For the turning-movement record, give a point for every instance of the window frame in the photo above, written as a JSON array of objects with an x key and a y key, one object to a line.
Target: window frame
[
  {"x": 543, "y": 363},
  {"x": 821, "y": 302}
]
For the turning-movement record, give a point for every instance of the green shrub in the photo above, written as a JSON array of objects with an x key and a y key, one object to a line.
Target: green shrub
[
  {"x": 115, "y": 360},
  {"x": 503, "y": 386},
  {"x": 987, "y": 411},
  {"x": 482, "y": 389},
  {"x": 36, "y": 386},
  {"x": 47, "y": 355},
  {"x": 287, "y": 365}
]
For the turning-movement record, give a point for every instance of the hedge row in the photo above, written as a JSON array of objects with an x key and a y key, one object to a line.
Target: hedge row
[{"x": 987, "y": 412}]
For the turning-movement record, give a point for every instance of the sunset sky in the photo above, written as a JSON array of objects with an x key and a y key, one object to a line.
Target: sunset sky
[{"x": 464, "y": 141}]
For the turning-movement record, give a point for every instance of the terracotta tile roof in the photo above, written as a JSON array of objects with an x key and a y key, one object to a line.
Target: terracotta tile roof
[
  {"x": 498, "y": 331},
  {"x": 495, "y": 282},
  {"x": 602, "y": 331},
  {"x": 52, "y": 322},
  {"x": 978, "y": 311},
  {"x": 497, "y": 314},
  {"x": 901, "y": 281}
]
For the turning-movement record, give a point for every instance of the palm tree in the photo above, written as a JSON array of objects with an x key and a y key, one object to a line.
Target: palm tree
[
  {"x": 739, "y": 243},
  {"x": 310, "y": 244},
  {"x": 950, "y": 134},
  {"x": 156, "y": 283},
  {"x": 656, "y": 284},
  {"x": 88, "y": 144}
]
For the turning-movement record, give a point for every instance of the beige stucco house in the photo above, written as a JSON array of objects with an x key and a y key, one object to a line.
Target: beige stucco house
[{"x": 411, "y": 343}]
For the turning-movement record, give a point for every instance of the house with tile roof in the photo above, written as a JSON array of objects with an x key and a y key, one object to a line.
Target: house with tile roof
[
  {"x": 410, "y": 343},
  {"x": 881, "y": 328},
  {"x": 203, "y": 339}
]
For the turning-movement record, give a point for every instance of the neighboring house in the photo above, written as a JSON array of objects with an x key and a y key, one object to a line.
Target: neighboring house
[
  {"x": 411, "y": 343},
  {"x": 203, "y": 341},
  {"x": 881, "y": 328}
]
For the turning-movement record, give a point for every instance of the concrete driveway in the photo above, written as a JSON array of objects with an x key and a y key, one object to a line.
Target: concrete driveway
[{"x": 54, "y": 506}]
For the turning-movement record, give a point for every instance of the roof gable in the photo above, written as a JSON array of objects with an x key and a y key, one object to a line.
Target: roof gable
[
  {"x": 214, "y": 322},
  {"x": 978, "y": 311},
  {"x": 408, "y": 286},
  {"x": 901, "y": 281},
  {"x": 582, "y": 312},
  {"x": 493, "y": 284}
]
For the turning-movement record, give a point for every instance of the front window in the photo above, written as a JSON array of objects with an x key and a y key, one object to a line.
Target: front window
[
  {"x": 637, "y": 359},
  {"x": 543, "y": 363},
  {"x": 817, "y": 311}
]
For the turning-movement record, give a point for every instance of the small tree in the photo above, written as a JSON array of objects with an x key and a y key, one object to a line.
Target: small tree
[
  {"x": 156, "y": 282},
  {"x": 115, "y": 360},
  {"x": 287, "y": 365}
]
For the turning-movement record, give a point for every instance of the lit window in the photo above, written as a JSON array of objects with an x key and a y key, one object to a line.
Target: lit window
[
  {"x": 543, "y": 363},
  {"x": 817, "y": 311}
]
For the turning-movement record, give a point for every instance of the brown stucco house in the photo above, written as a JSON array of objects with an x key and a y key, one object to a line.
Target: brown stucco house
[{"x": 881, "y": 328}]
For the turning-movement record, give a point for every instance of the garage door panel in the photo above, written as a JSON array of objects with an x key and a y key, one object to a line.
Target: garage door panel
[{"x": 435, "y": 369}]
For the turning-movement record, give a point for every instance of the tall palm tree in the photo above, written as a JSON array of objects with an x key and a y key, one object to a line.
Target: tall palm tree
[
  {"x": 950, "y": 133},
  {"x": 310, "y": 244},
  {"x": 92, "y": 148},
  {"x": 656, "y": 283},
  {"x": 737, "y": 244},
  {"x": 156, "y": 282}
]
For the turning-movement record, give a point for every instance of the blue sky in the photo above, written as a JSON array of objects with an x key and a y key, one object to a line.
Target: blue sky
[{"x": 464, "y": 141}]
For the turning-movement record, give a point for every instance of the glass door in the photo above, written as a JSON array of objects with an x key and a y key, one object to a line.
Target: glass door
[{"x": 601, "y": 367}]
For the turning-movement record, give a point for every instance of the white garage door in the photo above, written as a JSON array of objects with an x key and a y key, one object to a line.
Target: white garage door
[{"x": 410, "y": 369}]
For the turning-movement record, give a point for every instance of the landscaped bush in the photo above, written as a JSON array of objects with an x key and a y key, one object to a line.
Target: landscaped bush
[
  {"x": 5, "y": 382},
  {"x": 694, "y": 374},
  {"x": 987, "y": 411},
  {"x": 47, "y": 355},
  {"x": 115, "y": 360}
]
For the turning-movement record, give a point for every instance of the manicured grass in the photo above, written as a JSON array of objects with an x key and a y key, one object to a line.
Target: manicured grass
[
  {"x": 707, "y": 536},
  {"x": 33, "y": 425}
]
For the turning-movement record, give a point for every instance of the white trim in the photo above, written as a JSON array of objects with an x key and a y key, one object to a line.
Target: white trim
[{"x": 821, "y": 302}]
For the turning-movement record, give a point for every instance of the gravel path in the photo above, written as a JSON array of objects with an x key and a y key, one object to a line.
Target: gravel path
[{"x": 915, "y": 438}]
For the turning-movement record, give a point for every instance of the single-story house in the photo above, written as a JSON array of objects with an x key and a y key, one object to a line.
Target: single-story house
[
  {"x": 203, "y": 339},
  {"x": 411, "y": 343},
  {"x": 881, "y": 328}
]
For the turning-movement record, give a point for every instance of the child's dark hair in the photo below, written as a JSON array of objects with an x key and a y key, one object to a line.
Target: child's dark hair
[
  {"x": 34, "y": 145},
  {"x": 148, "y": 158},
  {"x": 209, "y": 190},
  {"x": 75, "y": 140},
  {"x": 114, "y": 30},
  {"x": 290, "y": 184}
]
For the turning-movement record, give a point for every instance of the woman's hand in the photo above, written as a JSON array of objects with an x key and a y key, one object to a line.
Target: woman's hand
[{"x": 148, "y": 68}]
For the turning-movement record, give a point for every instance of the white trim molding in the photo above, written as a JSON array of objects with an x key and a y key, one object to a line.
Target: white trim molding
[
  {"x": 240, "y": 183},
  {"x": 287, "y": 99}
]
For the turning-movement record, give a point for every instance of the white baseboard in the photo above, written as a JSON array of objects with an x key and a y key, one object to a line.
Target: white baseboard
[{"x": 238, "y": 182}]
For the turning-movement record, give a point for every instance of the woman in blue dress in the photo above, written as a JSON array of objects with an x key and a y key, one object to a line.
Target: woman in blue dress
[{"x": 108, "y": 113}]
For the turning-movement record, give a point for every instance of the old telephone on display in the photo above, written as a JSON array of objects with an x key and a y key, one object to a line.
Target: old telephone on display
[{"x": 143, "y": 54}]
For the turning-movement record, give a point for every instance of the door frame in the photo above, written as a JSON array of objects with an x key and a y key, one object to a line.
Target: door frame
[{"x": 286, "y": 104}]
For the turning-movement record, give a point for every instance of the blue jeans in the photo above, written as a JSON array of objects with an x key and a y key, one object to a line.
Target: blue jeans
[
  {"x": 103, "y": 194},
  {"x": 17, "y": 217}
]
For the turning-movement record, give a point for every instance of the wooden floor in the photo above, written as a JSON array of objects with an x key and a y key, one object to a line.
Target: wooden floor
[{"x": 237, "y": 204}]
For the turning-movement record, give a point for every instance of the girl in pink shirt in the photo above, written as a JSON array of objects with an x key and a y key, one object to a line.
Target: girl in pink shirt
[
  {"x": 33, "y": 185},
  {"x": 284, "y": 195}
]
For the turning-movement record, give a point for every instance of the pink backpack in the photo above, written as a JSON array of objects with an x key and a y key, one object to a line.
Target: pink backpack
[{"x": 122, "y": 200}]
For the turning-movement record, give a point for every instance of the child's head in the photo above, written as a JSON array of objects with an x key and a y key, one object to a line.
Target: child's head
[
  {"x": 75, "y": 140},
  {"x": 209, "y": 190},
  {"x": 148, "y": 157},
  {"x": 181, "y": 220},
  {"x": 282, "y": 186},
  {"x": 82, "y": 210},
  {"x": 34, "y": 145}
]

——————————

• **WORK TO BE COMPLETED**
Write out again, exactly, the lines from the one holding "of the door" through the end of the listing, with both ends included.

• **ANSWER TO THE PROBLEM**
For the turning-movement record, give a point for every instance of the door frame in the photo above, written as a JSON array of objects with an x key and a y key, one object to a line.
Target: door frame
[{"x": 286, "y": 104}]
For the turning-movement record, give a point for every instance of the blue jeans in the photo above, written as a JSON array of objects with an x key and a y key, one object to a line.
Target: blue jeans
[
  {"x": 103, "y": 194},
  {"x": 17, "y": 217}
]
For the turning-movement record, give a point for every instance of the wooden floor in the photo above, written as a JSON array of objects with an x key and a y key, one object to a line.
Target: wooden floor
[{"x": 237, "y": 204}]
For the turning-movement record, give a point for every instance of the girl in pink shirt in the photo above, written as a JSON array of objects with an x key and a y key, one object to a line.
Target: girl in pink shirt
[
  {"x": 33, "y": 185},
  {"x": 284, "y": 195}
]
For the turning-movement record, give a point for every instance of the pink backpack in the photo above, written as a JSON array of objects with an x key and a y key, one object to a line.
Target: pink backpack
[{"x": 122, "y": 200}]
For the turning-movement record, give a point for every instance of the child's head in the photo above, written as a JSON array of objects with an x key and a y key, one object to a line.
Target: child's head
[
  {"x": 75, "y": 140},
  {"x": 209, "y": 190},
  {"x": 148, "y": 157},
  {"x": 181, "y": 220},
  {"x": 282, "y": 186},
  {"x": 82, "y": 210},
  {"x": 34, "y": 145}
]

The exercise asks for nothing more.